■ Instruksi yang Diberikan 1:
Jawablah pertanyaan berikut berdasarkan teks tentang Makasar.
(a) Apa nama hukum niaga yang mengatur pelayaran dan perdagangan di Makasar?
(b) Selain perdagangan, kegiatan apa yang juga dikembangkan Makasar?
(c) Disebut apakah norma kehidupan masyarakat Makasar yang diatur berdasarkan adat dan agama Islam?

───── Teks Sumber ─────

Pelayaran dan perdagangan di Makasar diatur berdasarkan hukum niaga yang disebut dengan ADE’ ALOPING LOPING BICARANNA PABBALUE,
sehingga dengan adanya hukum niaga tersebut, maka perdagangan di
Makasar menjadi teratur dan mengalami perkembangan yang pesat.
Selain perdagangan, Makasar juga
mengembangkan kegiatan pertanian karena Makasar juga menguasai
daerah-daerah yang subur di bagian Timur Sulawesi Selatan.
Faktor-faktor penyebab Kerajaan Gowa Tallo berkembang menjadi pusat perdagangan adalah sebagai berikut:
D. Kehidupan Sosial Budaya
Sebagai
negara Maritim, maka sebagian besar masyarakat Makasar adalah nelayan
dan pedagang. Mereka giat berusaha untuk meningkatkan taraf
kehidupannya, bahkan tidak jarang dari mereka yang merantau untuk
menambah kemakmuran hidupnya.
Walaupun
masyarakat Makasar memiliki kebebasan untuk berusaha dalam mencapai
kesejahteraan hidupnya, tetapi dalam kehidupannya mereka sangat terikat
dengan norma adat yang mereka anggap sakral. Norma kehidupan masyarakat
Makasar diatur berdasarkan adat dan agama Islam yang disebut
PANGADAKKANG. Dan masyarakat Makasar sangat percaya terhadap norma-norma
tersebut.

───── Data Tersimpan ─────

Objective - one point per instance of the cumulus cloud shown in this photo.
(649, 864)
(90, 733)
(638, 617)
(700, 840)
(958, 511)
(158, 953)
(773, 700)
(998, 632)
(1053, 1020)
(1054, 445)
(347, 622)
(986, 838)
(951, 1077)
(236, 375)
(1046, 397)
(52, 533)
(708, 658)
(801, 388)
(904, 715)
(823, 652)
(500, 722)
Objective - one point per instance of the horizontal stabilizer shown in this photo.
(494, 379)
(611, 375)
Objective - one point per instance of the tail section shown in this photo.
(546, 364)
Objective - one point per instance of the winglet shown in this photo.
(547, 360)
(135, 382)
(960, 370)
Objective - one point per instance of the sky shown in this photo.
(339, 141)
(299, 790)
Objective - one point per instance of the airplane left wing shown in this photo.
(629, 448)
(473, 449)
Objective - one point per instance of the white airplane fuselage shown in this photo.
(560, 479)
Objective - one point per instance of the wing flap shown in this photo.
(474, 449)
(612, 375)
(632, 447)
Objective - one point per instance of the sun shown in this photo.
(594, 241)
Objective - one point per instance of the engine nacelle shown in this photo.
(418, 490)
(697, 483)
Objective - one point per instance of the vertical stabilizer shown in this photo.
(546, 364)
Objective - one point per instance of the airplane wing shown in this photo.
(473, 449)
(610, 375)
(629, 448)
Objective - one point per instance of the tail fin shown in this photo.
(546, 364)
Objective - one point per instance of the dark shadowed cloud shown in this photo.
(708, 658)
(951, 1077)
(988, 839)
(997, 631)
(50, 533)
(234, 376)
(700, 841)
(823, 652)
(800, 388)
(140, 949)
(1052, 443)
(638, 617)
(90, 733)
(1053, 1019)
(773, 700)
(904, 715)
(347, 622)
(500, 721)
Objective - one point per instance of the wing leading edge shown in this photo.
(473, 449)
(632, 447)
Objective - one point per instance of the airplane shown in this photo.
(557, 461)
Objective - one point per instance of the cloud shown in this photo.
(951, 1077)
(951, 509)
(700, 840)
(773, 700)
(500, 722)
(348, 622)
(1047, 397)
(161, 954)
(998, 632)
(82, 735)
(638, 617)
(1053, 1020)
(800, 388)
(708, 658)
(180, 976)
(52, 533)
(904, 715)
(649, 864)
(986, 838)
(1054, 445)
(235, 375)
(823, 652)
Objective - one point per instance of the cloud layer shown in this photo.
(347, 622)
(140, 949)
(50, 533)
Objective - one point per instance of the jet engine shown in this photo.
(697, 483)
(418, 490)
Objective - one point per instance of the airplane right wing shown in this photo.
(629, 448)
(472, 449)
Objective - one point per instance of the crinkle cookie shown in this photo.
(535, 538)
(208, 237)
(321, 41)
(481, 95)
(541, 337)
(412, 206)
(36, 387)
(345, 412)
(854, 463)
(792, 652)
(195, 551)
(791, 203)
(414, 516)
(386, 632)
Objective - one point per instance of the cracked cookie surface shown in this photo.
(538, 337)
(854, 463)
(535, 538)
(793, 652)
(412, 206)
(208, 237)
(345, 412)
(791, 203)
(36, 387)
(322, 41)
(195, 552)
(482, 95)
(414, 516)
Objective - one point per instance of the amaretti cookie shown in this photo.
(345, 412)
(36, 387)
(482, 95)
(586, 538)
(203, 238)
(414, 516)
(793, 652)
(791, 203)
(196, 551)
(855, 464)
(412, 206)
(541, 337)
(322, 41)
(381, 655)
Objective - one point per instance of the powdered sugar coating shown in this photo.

─────

■ Instruksi yang Diberikan 2: Ambillah setiap baris daftar yang memuat kata "cookie". Huruf besar dan huruf kecil dibedakan.

■ Penyelesaian Tugas 1:
(a) ADE’ ALOPING LOPING BICARANNA PABBALUE
(b) Kegiatan pertanian
(c) PANGADAKKANG

■ Penyelesaian Tugas 2:
Objective - one point per instance of the crinkle cookie shown in this photo.
Objective - one point per instance of the cracked cookie surface shown in this photo.
Objective - one point per instance of the amaretti cookie shown in this photo.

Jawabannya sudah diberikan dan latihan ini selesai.